[Recorded data]
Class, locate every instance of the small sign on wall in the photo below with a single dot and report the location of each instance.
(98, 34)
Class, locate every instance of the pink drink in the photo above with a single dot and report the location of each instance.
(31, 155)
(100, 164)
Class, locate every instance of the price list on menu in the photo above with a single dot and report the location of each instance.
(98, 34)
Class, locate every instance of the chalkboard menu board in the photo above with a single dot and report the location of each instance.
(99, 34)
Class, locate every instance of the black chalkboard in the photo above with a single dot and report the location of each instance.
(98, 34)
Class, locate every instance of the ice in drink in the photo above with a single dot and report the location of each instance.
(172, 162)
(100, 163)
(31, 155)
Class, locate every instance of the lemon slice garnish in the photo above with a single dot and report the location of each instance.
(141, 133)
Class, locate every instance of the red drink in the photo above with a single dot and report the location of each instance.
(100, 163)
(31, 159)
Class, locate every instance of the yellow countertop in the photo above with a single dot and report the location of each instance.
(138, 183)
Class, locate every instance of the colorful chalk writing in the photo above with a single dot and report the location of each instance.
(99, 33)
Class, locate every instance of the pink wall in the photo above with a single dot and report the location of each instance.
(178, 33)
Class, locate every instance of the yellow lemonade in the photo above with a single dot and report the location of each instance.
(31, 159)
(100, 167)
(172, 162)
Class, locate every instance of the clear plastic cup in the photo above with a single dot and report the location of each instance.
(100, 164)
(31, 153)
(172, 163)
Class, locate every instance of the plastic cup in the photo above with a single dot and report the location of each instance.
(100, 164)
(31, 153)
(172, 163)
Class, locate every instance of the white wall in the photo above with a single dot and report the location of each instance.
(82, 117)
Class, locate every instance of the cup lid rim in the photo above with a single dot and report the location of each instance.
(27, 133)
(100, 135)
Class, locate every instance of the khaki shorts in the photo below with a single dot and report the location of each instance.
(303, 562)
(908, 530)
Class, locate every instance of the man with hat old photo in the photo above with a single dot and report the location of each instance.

WHAT YOU NEED TO DO:
Word for word, write out every record.

SOLUTION FOR THIS TASK:
Class, locate every instance of the small sign on wall in the photo below with a single dot and report the location of each instance.
(98, 34)
Class, locate every instance of the pink drink in the photo above with a single dot and report the location of each instance.
(31, 155)
(100, 164)
Class, locate every instance of the price list on menu in the photo above with a single dot and report the location of each instance.
(98, 34)
Class, locate every instance of the chalkboard menu board in the photo above with a single dot and report the location of each instance.
(99, 34)
Class, locate every instance of the black chalkboard in the photo above with a single dot and report the location of each instance.
(98, 34)
Class, locate every instance of the ice in drink in the photo above with a single dot and report the location of each instance.
(172, 162)
(100, 163)
(31, 155)
Class, locate every instance of the lemon slice garnish in the photo above with a single dot and report the location of each instance.
(141, 133)
Class, locate every instance of the red drink in the photo above with a single dot and report the location of each instance.
(100, 163)
(31, 159)
Class, locate every instance of the yellow countertop in the photo above with a single dot and report the location of each instance.
(138, 183)
Class, locate every instance of the colorful chalk writing in the photo above with a single dot and report the location of each instance.
(99, 33)
Class, locate every instance of the pink wall in the photo above with a single dot and report the location of each instance.
(178, 33)
Class, locate every instance of the yellow lemonade in the photo above with a single dot and report the location of each instance.
(31, 159)
(100, 167)
(172, 162)
Class, locate every instance of the clear plastic cup in the photo above with a single dot and report the location of each instance.
(100, 164)
(31, 153)
(172, 163)
Class, locate every instance of the plastic cup in the photo above with a single dot and report the location of each instance.
(100, 164)
(31, 153)
(172, 163)
Class, locate every instance of the white wall in the photo above with a single dot and report the location of each instance.
(82, 117)
Class, locate every instance of the cup lid rim in the photo above with a single dot and report the location of each instance.
(27, 133)
(100, 135)
Class, locate every instance of the khaki shorts in the photo below with a single dot and report the location of each instance.
(303, 562)
(908, 530)
Class, locate every instance of the man with hat old photo in the photo above with a single dot and report the location of each instance.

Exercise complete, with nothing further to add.